JOB = Reproduce each of the items below word for word, leaving out the pictures.
--- begin INPUT MATERIAL ---
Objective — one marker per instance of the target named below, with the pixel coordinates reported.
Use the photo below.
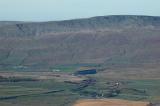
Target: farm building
(85, 72)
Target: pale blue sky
(49, 10)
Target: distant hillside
(98, 40)
(90, 24)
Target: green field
(54, 93)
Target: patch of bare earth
(109, 102)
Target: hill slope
(97, 40)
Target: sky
(51, 10)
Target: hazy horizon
(54, 10)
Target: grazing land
--- end INPUT MATERIAL ---
RIGHT ANSWER =
Objective — one marker per instance of the target named below, with the pixel coordinates reported.
Use the photo below.
Target: farm building
(85, 72)
Target: pale blue sky
(49, 10)
Target: distant hillside
(98, 40)
(90, 24)
Target: green field
(54, 93)
Target: patch of bare earth
(109, 102)
Target: hill slope
(97, 40)
Target: sky
(51, 10)
Target: hazy horizon
(54, 10)
Target: grazing land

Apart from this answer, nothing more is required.